◆ **TASK STATEMENT**
If a line in the records below contains the word "tree", copy it.

[Point-per-instance localization data]
◆ ◆ ◆ ◆

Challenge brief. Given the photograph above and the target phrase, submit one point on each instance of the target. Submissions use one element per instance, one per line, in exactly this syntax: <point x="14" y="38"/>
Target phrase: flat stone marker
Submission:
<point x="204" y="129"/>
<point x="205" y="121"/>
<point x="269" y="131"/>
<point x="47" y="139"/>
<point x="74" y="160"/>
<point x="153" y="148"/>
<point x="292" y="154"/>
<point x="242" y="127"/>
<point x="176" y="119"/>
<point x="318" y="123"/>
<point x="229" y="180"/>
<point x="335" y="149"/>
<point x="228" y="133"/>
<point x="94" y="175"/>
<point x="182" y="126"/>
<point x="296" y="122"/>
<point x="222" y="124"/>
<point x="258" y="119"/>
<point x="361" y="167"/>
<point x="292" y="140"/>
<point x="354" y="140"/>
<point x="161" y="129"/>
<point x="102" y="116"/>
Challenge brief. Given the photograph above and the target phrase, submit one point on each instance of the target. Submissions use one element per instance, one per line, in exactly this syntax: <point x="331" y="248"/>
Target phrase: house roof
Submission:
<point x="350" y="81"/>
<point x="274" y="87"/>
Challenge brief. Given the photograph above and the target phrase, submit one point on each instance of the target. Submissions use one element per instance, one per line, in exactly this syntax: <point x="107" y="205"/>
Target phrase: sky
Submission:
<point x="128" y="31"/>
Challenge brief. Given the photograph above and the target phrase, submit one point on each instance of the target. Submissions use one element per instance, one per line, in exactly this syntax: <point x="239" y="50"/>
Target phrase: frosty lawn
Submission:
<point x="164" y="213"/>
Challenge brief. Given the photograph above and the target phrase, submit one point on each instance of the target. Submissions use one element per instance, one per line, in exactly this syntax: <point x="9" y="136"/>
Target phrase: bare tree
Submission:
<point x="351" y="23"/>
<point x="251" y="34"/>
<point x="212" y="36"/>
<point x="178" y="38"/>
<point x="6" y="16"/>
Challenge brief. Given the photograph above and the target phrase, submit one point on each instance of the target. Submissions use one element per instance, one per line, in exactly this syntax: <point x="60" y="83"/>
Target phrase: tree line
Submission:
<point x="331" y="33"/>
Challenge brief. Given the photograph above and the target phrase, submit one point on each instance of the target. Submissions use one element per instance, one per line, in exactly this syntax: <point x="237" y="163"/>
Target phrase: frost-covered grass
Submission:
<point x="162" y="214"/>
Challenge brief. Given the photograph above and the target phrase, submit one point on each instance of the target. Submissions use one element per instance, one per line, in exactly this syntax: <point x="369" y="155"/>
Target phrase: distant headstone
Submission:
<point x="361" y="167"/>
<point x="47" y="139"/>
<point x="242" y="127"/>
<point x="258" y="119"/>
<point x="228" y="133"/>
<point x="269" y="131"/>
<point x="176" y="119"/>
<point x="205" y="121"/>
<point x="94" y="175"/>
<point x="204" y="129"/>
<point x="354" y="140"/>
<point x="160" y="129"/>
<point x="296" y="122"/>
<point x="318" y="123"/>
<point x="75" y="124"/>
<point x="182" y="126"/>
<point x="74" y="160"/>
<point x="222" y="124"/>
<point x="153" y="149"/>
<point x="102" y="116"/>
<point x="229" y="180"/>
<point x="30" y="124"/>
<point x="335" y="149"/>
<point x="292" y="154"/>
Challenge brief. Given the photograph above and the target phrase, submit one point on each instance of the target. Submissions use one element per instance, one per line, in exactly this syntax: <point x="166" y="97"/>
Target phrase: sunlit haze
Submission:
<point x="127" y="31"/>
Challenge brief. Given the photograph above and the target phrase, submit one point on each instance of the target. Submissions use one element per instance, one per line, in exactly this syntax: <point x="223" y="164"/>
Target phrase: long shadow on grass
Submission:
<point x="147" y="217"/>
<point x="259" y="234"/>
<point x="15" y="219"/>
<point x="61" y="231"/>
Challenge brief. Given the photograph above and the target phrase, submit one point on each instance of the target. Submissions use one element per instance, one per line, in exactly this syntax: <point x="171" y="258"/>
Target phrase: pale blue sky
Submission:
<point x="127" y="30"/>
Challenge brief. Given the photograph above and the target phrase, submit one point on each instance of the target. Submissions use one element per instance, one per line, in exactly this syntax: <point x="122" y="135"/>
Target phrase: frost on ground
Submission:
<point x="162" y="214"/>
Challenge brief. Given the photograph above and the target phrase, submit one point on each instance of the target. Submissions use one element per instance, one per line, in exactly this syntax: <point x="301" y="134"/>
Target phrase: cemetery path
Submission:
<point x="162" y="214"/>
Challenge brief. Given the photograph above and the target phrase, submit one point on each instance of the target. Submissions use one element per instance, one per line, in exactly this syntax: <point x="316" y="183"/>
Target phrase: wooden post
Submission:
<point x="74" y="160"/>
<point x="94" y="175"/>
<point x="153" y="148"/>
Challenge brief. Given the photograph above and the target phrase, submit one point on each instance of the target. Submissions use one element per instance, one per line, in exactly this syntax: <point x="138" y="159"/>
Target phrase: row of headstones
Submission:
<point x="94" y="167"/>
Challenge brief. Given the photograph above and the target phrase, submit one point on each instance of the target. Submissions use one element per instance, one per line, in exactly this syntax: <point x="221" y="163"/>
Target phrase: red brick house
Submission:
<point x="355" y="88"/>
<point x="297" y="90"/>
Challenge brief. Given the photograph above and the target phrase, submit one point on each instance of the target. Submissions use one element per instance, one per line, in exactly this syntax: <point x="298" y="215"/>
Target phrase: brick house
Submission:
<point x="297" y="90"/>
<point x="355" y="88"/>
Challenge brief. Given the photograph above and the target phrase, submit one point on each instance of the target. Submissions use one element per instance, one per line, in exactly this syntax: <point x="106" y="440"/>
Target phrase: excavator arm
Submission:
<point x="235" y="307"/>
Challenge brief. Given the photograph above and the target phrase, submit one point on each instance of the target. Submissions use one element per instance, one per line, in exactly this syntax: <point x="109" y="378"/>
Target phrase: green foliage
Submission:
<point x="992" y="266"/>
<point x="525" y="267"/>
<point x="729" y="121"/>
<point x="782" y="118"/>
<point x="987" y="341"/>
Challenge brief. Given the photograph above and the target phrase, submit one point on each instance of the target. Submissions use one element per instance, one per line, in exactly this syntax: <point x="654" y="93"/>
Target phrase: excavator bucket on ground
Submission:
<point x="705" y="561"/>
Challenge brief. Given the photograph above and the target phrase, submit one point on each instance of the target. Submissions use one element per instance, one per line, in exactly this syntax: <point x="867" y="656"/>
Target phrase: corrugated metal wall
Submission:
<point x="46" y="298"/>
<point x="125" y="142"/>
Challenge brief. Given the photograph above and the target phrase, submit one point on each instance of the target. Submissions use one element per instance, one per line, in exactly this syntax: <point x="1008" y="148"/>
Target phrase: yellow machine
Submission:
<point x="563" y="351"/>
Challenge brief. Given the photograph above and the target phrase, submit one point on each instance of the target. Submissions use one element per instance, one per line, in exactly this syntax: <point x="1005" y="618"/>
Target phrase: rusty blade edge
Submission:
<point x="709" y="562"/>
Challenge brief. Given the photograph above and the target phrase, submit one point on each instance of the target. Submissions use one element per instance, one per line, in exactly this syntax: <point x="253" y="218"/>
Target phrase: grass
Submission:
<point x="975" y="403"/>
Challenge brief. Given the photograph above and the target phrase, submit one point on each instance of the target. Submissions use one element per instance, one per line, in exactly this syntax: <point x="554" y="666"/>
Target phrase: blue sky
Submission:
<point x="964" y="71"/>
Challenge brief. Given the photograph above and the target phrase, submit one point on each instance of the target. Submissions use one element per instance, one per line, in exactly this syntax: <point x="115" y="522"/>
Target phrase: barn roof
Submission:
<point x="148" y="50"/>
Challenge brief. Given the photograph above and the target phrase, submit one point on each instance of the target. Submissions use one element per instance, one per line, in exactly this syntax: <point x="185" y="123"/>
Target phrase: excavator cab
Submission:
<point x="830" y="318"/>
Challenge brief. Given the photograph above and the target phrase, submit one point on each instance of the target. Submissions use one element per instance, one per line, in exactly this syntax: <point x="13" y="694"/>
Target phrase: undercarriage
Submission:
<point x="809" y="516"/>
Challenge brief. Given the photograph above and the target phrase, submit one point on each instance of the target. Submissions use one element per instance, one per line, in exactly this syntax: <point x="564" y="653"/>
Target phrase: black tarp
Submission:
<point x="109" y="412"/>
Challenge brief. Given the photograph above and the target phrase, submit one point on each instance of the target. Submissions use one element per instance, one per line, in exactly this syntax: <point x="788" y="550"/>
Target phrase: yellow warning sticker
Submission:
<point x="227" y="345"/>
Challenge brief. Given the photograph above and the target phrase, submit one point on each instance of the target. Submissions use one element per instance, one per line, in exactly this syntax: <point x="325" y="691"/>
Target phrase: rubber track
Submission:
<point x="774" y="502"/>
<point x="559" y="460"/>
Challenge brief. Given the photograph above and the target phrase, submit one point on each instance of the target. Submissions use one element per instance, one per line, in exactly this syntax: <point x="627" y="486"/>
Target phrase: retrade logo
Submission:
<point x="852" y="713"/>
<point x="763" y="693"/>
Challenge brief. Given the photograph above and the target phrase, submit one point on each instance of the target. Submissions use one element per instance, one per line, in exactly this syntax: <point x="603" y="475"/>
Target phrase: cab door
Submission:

◆ ◆ ◆ ◆

◆ **WRITTEN REPLY**
Target phrase: bare tree
Target phrase: tree line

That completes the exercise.